PROMPT: Update the entries below by replacing "provides" with "returns" in every place it occurs, keeping all other text unchanged.

Source records:
* begin *

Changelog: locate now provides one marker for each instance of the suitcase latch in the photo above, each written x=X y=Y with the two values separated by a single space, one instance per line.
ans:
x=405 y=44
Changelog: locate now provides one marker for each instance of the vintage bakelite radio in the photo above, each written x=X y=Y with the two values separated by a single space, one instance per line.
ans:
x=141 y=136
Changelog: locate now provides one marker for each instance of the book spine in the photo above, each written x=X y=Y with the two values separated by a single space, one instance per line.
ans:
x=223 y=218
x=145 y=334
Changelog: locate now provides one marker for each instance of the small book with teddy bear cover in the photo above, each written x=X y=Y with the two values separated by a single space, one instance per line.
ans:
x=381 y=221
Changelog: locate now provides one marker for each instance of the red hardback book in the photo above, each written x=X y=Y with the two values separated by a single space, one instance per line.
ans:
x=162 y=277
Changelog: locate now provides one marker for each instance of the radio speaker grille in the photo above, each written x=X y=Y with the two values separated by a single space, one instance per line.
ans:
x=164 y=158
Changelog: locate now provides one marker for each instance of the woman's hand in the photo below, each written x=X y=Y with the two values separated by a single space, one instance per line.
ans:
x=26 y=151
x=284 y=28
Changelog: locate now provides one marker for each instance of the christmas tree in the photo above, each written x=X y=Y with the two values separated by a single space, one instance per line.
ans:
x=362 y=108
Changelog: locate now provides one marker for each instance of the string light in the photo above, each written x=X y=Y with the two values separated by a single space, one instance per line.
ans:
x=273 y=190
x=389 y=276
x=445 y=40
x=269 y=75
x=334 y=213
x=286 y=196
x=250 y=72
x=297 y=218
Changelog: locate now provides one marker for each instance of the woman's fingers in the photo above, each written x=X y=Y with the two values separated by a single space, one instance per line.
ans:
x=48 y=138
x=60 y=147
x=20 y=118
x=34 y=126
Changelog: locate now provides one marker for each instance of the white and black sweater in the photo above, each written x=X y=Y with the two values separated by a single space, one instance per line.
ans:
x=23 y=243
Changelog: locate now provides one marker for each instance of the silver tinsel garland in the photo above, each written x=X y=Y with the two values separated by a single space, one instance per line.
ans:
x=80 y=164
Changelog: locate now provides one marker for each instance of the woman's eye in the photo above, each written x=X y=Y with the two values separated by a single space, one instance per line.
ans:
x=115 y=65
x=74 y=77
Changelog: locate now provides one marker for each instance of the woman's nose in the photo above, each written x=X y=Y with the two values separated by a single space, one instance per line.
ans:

* end *

RESPONSE FOR THIS EXERCISE:
Changelog: locate now returns one marker for each instance of the suitcase latch in the photo above, each written x=X y=Y with the two values separated by a single space, one instance per line.
ans:
x=405 y=44
Changelog: locate now returns one marker for each instance of the vintage bakelite radio in the photo above, each written x=X y=Y with the two values separated by a single space, one instance per line.
ans:
x=141 y=136
Changelog: locate now returns one marker for each instance of the book spine in the photo above, each written x=X y=Y with the two values separated by a single space, one instance per line.
ans:
x=223 y=218
x=145 y=334
Changelog: locate now returns one marker for each instance of the small book with teddy bear cover in the photo above, each written x=X y=Y with the two values separated by a single space, one instance per line.
ans:
x=381 y=221
Changelog: locate now returns one marker for each instance of the red hardback book in the photo above, each written x=X y=Y with the two values separated by a single space, one instance per line.
ans:
x=162 y=277
Changelog: locate now returns one marker for each instance of the radio speaker grille in the photo above, each written x=X y=Y with the two values separated by a single space, one instance per line.
ans:
x=164 y=158
Changelog: locate now returns one marker for each instance of the woman's hand in the photo below, each written x=X y=Y with the two values separated by a single space, one instance per line.
ans:
x=26 y=151
x=284 y=28
Changelog: locate now returns one marker for each instance of the christmas tree in the photo above, each written x=X y=Y with the two values separated by a single space, one instance per line.
ans:
x=362 y=108
Changelog: locate now returns one marker for each instance of the string light in the photo above, each written x=X y=Y with the two values separated by a single space, one instance per line.
ans:
x=273 y=190
x=389 y=276
x=445 y=40
x=269 y=75
x=334 y=213
x=286 y=196
x=250 y=72
x=297 y=218
Changelog: locate now returns one marker for each instance of the woman's fingers in the photo above, each written x=X y=Y with the two values separated by a single space, one instance per line.
ans:
x=48 y=138
x=60 y=147
x=20 y=118
x=34 y=126
Changelog: locate now returns one marker for each instance of the white and black sweater in the photo above, each written x=X y=Y with the two values separated by a single space, one instance per line.
ans:
x=23 y=243
Changelog: locate now returns one marker for each instance of the silver tinsel garland in the photo above, each written x=X y=Y with the two values separated by a single space, one instance per line.
ans:
x=80 y=164
Changelog: locate now returns one marker for each instance of the woman's eye in the photo above, each written x=X y=Y with the two values separated by a single space, one instance per line.
ans:
x=115 y=65
x=74 y=77
Changelog: locate now returns one marker for each instance of the woman's nose in the photo above, each written x=X y=Y with the two values separated by a single space, one instance per line.
ans:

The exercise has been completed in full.